### Task
Identify every line of the listing that contains the string "clicks", and copy each of those lines in full.

### Exercise material
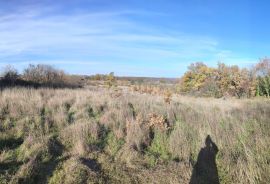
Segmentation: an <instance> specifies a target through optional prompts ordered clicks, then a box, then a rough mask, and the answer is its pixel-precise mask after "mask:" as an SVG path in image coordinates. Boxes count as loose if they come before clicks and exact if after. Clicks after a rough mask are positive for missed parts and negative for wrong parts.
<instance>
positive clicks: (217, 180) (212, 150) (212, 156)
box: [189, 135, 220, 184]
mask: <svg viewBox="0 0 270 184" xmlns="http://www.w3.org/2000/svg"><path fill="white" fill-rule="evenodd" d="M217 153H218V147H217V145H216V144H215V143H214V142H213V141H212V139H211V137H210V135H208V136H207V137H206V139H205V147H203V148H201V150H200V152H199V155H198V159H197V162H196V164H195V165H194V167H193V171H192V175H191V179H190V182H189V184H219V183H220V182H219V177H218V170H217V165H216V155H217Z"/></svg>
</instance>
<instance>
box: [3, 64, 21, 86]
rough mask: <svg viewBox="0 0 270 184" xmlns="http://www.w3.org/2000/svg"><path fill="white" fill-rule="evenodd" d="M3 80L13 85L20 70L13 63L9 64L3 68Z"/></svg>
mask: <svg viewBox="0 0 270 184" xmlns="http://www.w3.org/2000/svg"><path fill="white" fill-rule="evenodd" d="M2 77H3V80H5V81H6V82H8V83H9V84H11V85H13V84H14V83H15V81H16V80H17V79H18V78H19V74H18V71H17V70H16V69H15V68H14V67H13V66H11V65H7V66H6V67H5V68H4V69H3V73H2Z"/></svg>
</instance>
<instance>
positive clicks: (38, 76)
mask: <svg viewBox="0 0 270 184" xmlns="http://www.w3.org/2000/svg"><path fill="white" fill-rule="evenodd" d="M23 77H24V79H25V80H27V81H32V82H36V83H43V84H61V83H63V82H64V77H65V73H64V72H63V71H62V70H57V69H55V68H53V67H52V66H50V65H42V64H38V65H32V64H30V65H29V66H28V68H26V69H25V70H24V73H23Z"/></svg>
...
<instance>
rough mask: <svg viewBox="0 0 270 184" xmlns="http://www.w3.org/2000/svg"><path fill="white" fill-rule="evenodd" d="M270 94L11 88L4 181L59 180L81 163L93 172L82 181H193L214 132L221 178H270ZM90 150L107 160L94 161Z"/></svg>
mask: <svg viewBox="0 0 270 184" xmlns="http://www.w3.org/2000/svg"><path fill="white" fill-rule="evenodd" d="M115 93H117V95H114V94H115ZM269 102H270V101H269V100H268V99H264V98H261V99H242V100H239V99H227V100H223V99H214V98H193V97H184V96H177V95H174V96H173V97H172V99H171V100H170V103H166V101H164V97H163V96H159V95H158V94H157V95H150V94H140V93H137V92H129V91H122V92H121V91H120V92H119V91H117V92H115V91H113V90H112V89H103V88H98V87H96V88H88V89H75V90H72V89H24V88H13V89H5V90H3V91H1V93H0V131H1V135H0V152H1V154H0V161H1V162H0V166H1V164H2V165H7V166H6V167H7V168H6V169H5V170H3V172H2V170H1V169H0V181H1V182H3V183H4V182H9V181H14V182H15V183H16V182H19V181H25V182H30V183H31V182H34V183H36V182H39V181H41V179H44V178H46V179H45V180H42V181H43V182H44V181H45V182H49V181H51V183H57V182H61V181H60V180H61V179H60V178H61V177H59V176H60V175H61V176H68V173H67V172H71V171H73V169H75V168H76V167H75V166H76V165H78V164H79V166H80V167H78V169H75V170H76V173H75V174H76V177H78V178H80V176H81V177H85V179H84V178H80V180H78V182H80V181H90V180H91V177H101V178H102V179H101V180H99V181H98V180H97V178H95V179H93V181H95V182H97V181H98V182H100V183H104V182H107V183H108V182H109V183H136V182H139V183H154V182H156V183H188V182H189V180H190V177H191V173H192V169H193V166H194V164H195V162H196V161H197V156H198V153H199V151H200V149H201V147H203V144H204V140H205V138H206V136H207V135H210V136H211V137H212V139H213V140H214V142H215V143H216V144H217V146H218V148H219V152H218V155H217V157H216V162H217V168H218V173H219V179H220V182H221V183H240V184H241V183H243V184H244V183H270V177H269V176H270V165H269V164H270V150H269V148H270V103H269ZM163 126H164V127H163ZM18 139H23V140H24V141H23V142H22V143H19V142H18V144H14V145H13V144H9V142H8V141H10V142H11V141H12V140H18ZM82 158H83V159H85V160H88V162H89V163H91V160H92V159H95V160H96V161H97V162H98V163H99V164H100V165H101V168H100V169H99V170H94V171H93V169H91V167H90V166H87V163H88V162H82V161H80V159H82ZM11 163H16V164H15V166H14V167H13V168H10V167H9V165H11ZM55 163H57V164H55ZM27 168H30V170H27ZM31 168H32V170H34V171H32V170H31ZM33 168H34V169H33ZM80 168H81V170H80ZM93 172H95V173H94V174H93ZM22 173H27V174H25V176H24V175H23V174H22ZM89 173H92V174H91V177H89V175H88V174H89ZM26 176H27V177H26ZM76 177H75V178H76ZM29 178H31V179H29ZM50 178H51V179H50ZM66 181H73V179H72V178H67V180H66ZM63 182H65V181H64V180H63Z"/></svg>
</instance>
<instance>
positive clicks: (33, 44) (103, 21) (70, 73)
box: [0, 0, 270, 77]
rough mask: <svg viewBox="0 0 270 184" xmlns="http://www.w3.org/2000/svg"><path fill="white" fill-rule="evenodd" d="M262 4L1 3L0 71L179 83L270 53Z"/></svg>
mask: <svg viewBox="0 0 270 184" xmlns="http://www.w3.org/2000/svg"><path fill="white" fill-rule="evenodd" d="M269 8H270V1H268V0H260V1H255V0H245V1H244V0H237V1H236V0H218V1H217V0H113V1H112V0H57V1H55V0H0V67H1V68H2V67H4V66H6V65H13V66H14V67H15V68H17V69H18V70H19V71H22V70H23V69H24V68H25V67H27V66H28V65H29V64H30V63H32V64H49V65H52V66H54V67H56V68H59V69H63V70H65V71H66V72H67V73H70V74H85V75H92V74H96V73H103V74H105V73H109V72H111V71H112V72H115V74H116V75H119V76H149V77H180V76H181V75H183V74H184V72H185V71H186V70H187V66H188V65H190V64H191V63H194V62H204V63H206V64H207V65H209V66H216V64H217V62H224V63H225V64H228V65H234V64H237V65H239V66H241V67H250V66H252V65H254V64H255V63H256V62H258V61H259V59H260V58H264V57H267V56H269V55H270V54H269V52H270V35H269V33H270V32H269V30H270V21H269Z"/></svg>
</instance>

### Task answer
Segmentation: an <instance> specifies a target through optional prompts ordered clicks, then a box, then a rough mask, and the answer is its pixel-precise mask after "mask:" as an SVG path in image coordinates. Boxes count as loose if they come before clicks and exact if after. Clicks after a rough mask are positive for missed parts and negative for wrong parts.
positive clicks: (217, 180) (212, 150) (212, 156)
positive clicks: (38, 76)
positive clicks: (33, 44) (103, 21) (70, 73)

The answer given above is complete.